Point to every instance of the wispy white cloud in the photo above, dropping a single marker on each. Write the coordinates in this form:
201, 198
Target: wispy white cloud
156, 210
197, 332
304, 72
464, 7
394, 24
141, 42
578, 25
::::
Written problem
Reproduce every line of the material above, requests included, and increase each coordinate in the answers by 86. Leave the numbers in the requests and in the format sample unchanged.

Complete output
Point to every instance of the wispy white cloud in the photo above, dropping a single marker on each. Write the coordinates in this form:
201, 198
Target: wispy white cloud
242, 296
283, 418
390, 158
550, 93
480, 110
227, 128
664, 111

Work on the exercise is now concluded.